## [TASK TO COMPLETE]
Add 31 to every coordinate in the lines below that run from the one containing "Identify the black" through the one containing "Identify the eyebrow". Write out that whole stretch again, keeping each of its other lines unchanged.

## [MATERIAL]
□ □ □ □ □

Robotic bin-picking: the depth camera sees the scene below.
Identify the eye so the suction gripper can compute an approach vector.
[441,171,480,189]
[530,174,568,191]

□ □ □ □ □

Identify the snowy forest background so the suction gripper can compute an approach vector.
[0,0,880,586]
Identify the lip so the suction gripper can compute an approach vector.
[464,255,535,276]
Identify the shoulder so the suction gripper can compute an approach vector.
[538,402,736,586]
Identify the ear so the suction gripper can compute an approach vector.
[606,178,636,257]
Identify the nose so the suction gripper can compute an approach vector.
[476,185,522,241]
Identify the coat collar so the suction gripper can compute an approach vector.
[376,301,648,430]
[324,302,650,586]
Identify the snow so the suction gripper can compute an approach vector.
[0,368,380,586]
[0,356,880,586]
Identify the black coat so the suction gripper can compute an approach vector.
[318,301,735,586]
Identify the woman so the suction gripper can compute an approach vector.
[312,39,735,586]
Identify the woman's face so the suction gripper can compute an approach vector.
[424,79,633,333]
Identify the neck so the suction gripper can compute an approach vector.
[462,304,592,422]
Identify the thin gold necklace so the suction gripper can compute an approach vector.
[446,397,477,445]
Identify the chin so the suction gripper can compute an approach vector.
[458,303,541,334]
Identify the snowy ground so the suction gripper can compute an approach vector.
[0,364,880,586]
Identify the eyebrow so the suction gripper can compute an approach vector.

□ □ □ □ □

## [TASK OUTPUT]
Identify the black coat so the suction gripper can compute an approach vector.
[349,332,766,617]
Identify the woman so the suction gripper can compute an approach vector.
[343,70,766,617]
Identify the woman's face so the suction gripper can compute an approach vector.
[455,110,664,364]
Identify the neck so the suction gripper can compute an approach vector.
[493,335,623,453]
Identify the thin gold necklace so the suction gripper can compute an approach vector.
[477,428,508,476]
Identify the chin so the suction gripper can compute an approach vector.
[489,334,572,365]
Identify the snowy ground so the suction gripper can compute an approach vector.
[31,395,911,617]
Identify the eyebrow so the suction gripper can compute an approach vector.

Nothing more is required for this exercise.